> Задания к упражнению
1. Кто, согласно отрывку о советском политическом триллере, возглавляет законное правительство Республики Нагония?
2. Обновите часть отрывка о советском политическом триллере между словами «Протокольная строгость, сухость» и «носить профессиональный характер.» включительно, заменив «Ленфильма» на «Мосфильма».
3. Перескажите отрывок о советском политическом триллере в двух предложениях.

═════ Выбранный отрывок

«Господин посол! Я пригласил Вас, чтобы от имени министерства выразить глубокую озабоченность событиями, происходящими в Республике Нагония. По имеющимся у нас достоверным данным, в этой стране готовится военный переворот с целью свержения законного правительства во главе с премьер-министром Джорджем Гриссо».
Протокольная строгость, сухость формулировок, глянец дипломатического лаконизма — политический триллер в СССР был из той же эпохи, что и «Приключения Шерлока Холмса», когда страна влюблялась в викторианскую Англию, существующую только в павильонах «Ленфильма». Резиденты разведок срывали планы, плели интриги, занимались неймдропингом в промышленных масштабах, крупно намекали, поднимали бровь и не дули в ус. Возможно сериал «ТАСС уполномочен заявить» был последним гвоздем в пропагандистских гробах, так как он окончательно уравнивал реальность вечерних новостей и вечерних же детективов.
«— Господин Славин, наш разговор будет носить профессиональный характер.
— Это как понять?
— Это понять так, что вы лучше других даете себе отчет: игра проиграна.
— Какая именно?
— Ваша».
Законы такого языка что дышло — куда повернешь, туда и вышло. Его содержательность стремится к нулю, и кажется, что каждое маркированное таким языком высказывание должно либо обратиться в пародию или в структуралистскую игру, либо стать совсем уж необратимой маргиналией.

══════════
═════ Исходные данные

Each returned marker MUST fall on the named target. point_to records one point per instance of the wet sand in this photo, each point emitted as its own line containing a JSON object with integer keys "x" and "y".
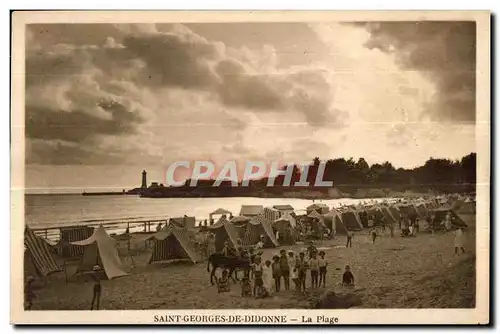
{"x": 413, "y": 272}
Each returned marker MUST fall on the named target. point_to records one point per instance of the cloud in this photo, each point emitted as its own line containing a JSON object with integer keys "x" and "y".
{"x": 445, "y": 52}
{"x": 87, "y": 83}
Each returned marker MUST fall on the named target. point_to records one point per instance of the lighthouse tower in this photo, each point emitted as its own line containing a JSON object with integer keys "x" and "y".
{"x": 144, "y": 183}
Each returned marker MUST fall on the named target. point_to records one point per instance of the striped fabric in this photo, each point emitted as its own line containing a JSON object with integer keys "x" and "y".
{"x": 224, "y": 230}
{"x": 172, "y": 244}
{"x": 39, "y": 252}
{"x": 71, "y": 234}
{"x": 271, "y": 214}
{"x": 258, "y": 226}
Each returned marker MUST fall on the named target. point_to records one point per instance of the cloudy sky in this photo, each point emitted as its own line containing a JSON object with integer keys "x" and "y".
{"x": 105, "y": 101}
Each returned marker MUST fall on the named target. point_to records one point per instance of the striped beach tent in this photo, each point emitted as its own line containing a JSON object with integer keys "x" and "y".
{"x": 224, "y": 231}
{"x": 173, "y": 244}
{"x": 72, "y": 234}
{"x": 39, "y": 253}
{"x": 257, "y": 227}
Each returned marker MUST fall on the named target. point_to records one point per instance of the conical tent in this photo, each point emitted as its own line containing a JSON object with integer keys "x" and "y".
{"x": 100, "y": 249}
{"x": 172, "y": 244}
{"x": 258, "y": 226}
{"x": 351, "y": 220}
{"x": 38, "y": 254}
{"x": 224, "y": 231}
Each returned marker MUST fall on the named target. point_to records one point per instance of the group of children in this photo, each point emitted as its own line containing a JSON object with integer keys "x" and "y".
{"x": 282, "y": 269}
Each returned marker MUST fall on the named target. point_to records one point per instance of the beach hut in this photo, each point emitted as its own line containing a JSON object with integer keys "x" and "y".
{"x": 224, "y": 231}
{"x": 440, "y": 215}
{"x": 71, "y": 234}
{"x": 284, "y": 209}
{"x": 39, "y": 259}
{"x": 251, "y": 210}
{"x": 100, "y": 249}
{"x": 257, "y": 227}
{"x": 333, "y": 220}
{"x": 468, "y": 207}
{"x": 173, "y": 243}
{"x": 271, "y": 214}
{"x": 319, "y": 207}
{"x": 335, "y": 193}
{"x": 183, "y": 222}
{"x": 351, "y": 220}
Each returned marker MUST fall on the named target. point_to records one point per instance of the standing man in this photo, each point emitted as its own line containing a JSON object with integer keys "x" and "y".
{"x": 349, "y": 239}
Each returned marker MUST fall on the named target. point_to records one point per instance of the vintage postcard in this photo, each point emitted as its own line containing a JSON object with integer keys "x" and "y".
{"x": 278, "y": 168}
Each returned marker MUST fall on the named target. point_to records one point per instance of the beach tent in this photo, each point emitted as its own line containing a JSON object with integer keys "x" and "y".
{"x": 284, "y": 209}
{"x": 319, "y": 207}
{"x": 351, "y": 220}
{"x": 240, "y": 220}
{"x": 251, "y": 210}
{"x": 219, "y": 212}
{"x": 271, "y": 214}
{"x": 183, "y": 222}
{"x": 172, "y": 244}
{"x": 38, "y": 256}
{"x": 468, "y": 207}
{"x": 284, "y": 222}
{"x": 440, "y": 215}
{"x": 100, "y": 249}
{"x": 224, "y": 231}
{"x": 394, "y": 210}
{"x": 333, "y": 221}
{"x": 71, "y": 234}
{"x": 258, "y": 226}
{"x": 408, "y": 210}
{"x": 285, "y": 226}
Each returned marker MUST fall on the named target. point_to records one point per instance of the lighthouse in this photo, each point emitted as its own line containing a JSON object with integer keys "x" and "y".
{"x": 144, "y": 183}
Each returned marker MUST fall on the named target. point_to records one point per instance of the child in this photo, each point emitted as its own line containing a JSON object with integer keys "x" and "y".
{"x": 285, "y": 269}
{"x": 246, "y": 288}
{"x": 276, "y": 270}
{"x": 29, "y": 295}
{"x": 96, "y": 297}
{"x": 301, "y": 267}
{"x": 348, "y": 277}
{"x": 223, "y": 282}
{"x": 322, "y": 268}
{"x": 314, "y": 267}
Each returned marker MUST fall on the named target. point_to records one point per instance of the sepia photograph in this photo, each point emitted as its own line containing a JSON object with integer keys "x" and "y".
{"x": 250, "y": 167}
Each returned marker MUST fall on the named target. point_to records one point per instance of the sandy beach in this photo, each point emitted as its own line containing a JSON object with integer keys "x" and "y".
{"x": 415, "y": 272}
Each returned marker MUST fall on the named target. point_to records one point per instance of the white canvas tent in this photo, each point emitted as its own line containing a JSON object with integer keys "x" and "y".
{"x": 100, "y": 249}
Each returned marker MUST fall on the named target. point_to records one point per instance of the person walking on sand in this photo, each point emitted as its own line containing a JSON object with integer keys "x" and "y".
{"x": 350, "y": 235}
{"x": 373, "y": 235}
{"x": 29, "y": 295}
{"x": 285, "y": 269}
{"x": 459, "y": 241}
{"x": 314, "y": 267}
{"x": 96, "y": 297}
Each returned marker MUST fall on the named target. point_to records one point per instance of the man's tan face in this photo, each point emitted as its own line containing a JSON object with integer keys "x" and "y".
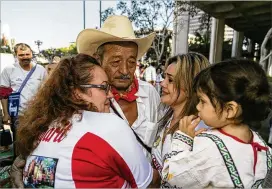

══════════

> Список ответов
1. Премьер-министр Джордж Гриссо.

2.
Протокольная строгость, сухость формулировок, глянец дипломатического лаконизма — политический триллер в СССР был из той же эпохи, что и «Приключения Шерлока Холмса», когда страна влюблялась в викторианскую Англию, существующую только в павильонах «Мосфильма». Резиденты разведок срывали планы, плели интриги, занимались неймдропингом в промышленных масштабах, крупно намекали, поднимали бровь и не дули в ус. Возможно сериал «ТАСС уполномочен заявить» был последним гвоздем в пропагандистских гробах, так как он окончательно уравнивал реальность вечерних новостей и вечерних же детективов.
«— Господин Славин, наш разговор будет носить профессиональный характер.

3. Советский политический триллер с его протокольной строгостью, сухостью формулировок и дипломатическим лаконизмом появился в ту же эпоху, что и «Приключения Шерлока Холмса». Сериал «ТАСС уполномочен заявить», возможно, окончательно уравнял реальность вечерних новостей и вечерних детективов, а содержательность такого языка стремится к нулю.